SET EXERCISE: Rewrite the data below as a numbered list with one line per item, leaving out blank lines and any pictures.

RECORDS FOR PROCESSING:

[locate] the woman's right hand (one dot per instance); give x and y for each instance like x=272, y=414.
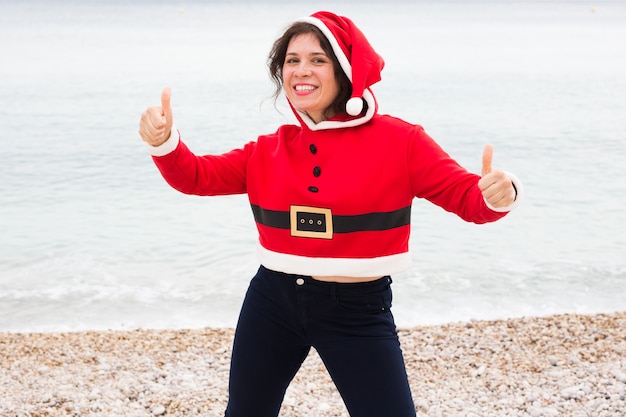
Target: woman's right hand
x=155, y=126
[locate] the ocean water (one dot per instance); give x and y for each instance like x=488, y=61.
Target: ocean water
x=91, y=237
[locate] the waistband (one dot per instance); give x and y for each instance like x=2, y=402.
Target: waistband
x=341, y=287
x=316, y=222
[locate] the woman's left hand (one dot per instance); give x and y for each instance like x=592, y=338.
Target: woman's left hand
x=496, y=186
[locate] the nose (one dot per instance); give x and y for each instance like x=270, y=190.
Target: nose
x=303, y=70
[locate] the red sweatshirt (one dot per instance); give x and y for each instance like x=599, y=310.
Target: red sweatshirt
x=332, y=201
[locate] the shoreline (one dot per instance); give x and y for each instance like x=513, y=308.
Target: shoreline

OUTPUT OF THE EXERCISE:
1. [locate] the woman's right hand (one dot per instance); give x and y for each instance like x=272, y=414.
2. Target: woman's right hand
3. x=155, y=126
4. [locate] the ocean water (one dot per instance); give x and y for each instance like x=488, y=61.
5. Target: ocean water
6. x=91, y=237
7. [locate] the waistband (one dot per instance); give x and y for each instance like x=2, y=402.
8. Target: waistband
9. x=341, y=287
10. x=316, y=222
11. [locate] the woman's left hand (one dot per instance); give x and y for each instance like x=592, y=338.
12. Target: woman's left hand
13. x=496, y=186
14. [locate] the nose (one dot per instance); give x and y for each instance like x=270, y=190.
15. Target: nose
16. x=303, y=70
17. [locate] the red sweatshirt (one dot per instance); give x and y for each instance like x=599, y=310.
18. Target: red sweatshirt
19. x=332, y=201
20. [locate] the shoreline (one dot per instance); give x and y for each instance like x=513, y=308.
21. Target: shoreline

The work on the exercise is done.